TASK PROMPT:
Could you return all of the records exactly, minus their images?

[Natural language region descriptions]
= = = = = = =
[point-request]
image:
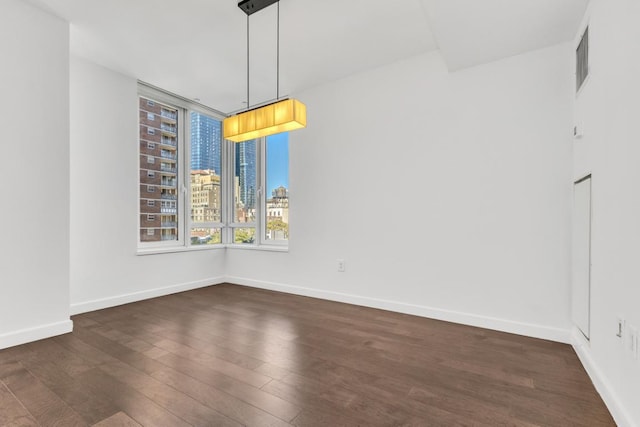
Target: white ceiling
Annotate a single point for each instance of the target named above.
(197, 48)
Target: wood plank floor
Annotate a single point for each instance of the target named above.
(229, 355)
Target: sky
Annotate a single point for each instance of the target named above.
(277, 162)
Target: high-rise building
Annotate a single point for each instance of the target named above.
(158, 172)
(245, 171)
(205, 143)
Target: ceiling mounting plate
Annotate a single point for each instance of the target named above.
(252, 6)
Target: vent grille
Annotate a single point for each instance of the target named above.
(582, 60)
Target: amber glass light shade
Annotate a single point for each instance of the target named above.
(281, 116)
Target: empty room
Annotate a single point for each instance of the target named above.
(320, 213)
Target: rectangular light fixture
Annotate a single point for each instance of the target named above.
(252, 6)
(281, 116)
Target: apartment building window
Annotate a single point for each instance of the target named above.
(205, 179)
(276, 178)
(260, 192)
(184, 139)
(201, 191)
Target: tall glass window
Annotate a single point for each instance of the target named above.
(205, 180)
(277, 188)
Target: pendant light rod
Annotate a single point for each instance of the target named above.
(248, 80)
(278, 55)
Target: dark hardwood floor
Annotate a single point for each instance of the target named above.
(229, 355)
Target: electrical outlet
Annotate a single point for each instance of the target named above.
(620, 328)
(632, 341)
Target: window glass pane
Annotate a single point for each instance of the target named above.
(245, 182)
(206, 164)
(158, 171)
(277, 186)
(205, 236)
(244, 235)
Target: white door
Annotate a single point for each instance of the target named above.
(581, 258)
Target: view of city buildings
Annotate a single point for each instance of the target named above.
(205, 143)
(159, 220)
(158, 172)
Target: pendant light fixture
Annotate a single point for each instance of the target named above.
(280, 116)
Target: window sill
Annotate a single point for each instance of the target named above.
(176, 249)
(156, 251)
(268, 248)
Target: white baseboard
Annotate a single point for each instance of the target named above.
(581, 347)
(99, 304)
(24, 336)
(526, 329)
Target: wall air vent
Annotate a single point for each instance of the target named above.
(582, 60)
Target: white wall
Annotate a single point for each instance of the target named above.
(608, 109)
(34, 117)
(448, 195)
(105, 269)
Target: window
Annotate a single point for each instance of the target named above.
(582, 60)
(205, 179)
(276, 210)
(260, 191)
(189, 200)
(245, 187)
(203, 191)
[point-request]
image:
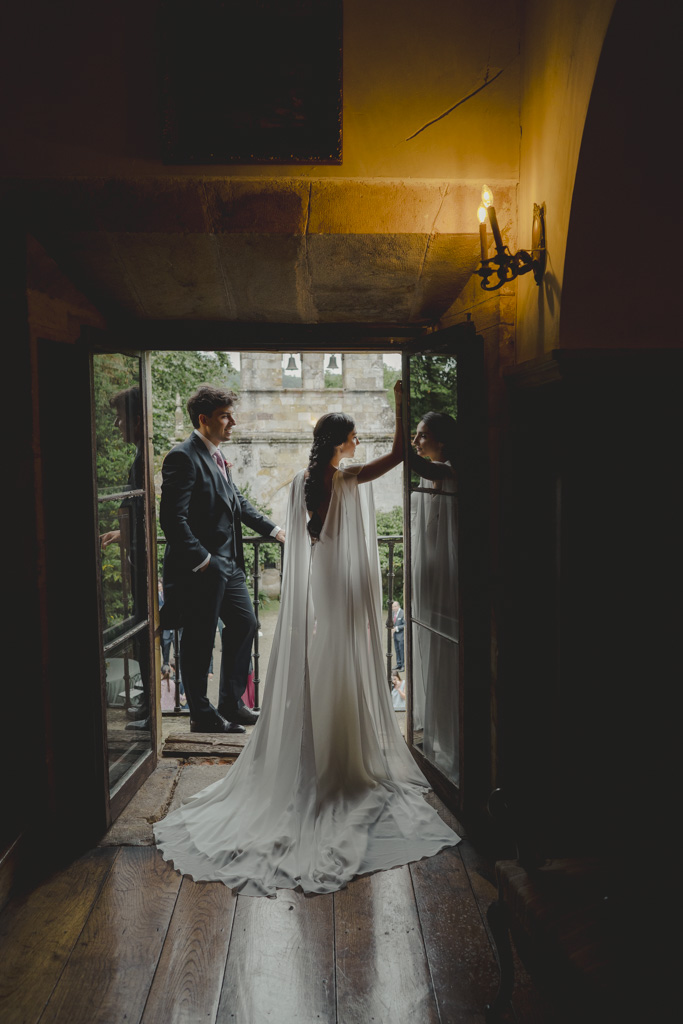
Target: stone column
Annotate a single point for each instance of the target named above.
(312, 371)
(261, 371)
(364, 372)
= = = = = = =
TASK SOLUTION:
[point-request]
image:
Target: white ceiling
Annotate a single point for each instance of the target named above.
(197, 48)
Target: wood plank floor
Annotate a single point for each instance of the target named above.
(229, 355)
Target: sky
Annotate a single point for each instance of the target named above.
(277, 162)
Target: high-rise building
Annotate a single point for each instance of the target named above.
(158, 172)
(245, 171)
(205, 143)
Target: ceiling mounting plate
Annotate a single point for each instance of the target named above.
(252, 6)
Target: vent grille
Annotate a single point for each instance of the target named above.
(582, 60)
Target: amber glass light shade
Annotate a single point for each instance of the target named above.
(281, 116)
Target: empty room
Annotate a single point for each instance of the target named above.
(320, 213)
Target: rectangular light fixture
Annotate a single point for each instance of the target named above.
(252, 6)
(281, 116)
Target: apartment building window
Annotate a single point for each instance of the target named above.
(205, 179)
(276, 178)
(260, 192)
(184, 139)
(201, 191)
Target: tall glass window
Annotate a single point for each instance of the target named above.
(205, 180)
(277, 188)
Target: pendant light rod
Annotate a single point for each instance of the target named above.
(248, 80)
(278, 55)
Target: dark hardwood floor
Annotate a single point for each instance of the target named above.
(229, 355)
Target: electrical outlet
Annotate a single point for each instance of the target named above.
(620, 328)
(632, 341)
Target: window glass pane
Annotate a single point for each instance of the target named above.
(245, 182)
(206, 164)
(158, 171)
(277, 186)
(205, 236)
(244, 235)
Target: white door
Annotate a single point for each instance of the target named above.
(581, 258)
Target: view of city buildings
Annotate a single point for each instance of the target named above.
(205, 143)
(159, 220)
(158, 172)
Target: pendant light fixture
Annotate a single point for each instance of the target named above.
(280, 116)
Target: window sill
Annotate a single point for each instance of the target named above.
(176, 249)
(156, 251)
(268, 248)
Target: white baseboard
Annotate a single point for each instance of the target named above.
(581, 347)
(99, 304)
(24, 336)
(526, 329)
Target: wall air vent
Annotate a single point for each instance of the target named above.
(582, 60)
Target: white wall
Annotate a single point for each instance of the target named above.
(608, 109)
(34, 117)
(448, 195)
(105, 269)
Target: window
Annotate a single point for each instance of the target named above.
(582, 60)
(205, 179)
(276, 210)
(260, 191)
(189, 200)
(245, 187)
(203, 191)
[point-request]
image:
Target: stone column
Annotate a single point for each instance of the target named above.
(312, 371)
(261, 371)
(364, 372)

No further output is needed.